■ Task objective: Extract every line of text from the material below and reproduce each one word for word, leaving the picture out of your answer.

■ Input for this task:
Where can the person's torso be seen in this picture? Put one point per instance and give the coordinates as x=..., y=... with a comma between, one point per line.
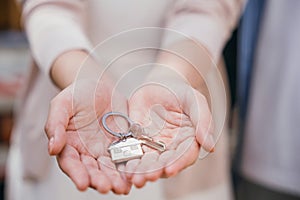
x=272, y=132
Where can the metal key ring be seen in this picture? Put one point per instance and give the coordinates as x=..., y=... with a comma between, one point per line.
x=119, y=135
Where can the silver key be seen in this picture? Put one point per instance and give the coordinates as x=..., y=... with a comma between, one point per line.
x=139, y=133
x=157, y=145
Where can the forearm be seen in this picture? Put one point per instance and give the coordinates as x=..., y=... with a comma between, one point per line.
x=72, y=65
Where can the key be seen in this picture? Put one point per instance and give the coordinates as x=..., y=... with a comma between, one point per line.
x=157, y=145
x=139, y=133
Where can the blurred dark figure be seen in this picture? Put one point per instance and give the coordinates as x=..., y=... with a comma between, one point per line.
x=267, y=160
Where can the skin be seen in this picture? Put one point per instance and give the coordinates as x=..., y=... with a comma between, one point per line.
x=178, y=109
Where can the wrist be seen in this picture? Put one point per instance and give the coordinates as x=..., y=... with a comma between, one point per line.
x=74, y=65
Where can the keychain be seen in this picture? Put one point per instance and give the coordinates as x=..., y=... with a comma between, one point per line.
x=129, y=145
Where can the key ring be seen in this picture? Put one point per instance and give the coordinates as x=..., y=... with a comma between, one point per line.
x=119, y=135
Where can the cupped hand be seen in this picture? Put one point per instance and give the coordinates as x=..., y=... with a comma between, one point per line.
x=178, y=115
x=77, y=139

■ Response:
Where can the person's torso be seen in this picture? Put one point per instance and give the coordinates as x=..., y=... with a comma between, one point per line.
x=272, y=132
Where can the metal key ring be seen in this picture? Put one point per instance and give the coordinates as x=..., y=... with a comma between, one point per line.
x=119, y=135
Where can the silver key be seen in this picture? Put one point per instance and give the coordinates as x=..., y=... with a comma between, one point per line.
x=139, y=133
x=157, y=145
Where can the forearm be seen in this picture? Put one point per instance and give the coordinates as x=..., y=... with a comma between, one point per line.
x=72, y=65
Where can the key be seen in this picture? Put one point per instance and give the coordinates as x=..., y=... with a comma between, one point per line.
x=157, y=145
x=139, y=133
Where can the blurred dark figure be seen in this picture? Put one point per instance and give the coordinates as x=..., y=... with a comma between, one point per line.
x=267, y=160
Where can the skin be seen in this picture? Put one point per instance and give the coordinates as x=..., y=... with a comma between, one point per line.
x=178, y=109
Where can the wrist be seen in this picture? Put one point per instance and give the coordinates as x=..., y=... with a comma between, one point per line.
x=74, y=65
Where can the keychain be seen in this picture? Put one point per instance and give the coordinates as x=..., y=... with a comma between, one point per line.
x=129, y=145
Where can the key ring be seen in this picture? Put one point per instance and give the coordinates as x=..., y=... with a comma between, one point per line.
x=119, y=135
Where can the cupped hand be seen in this picture? Put one point per instance and give the coordinates as x=..., y=... with a comma between, one point per line.
x=178, y=115
x=77, y=139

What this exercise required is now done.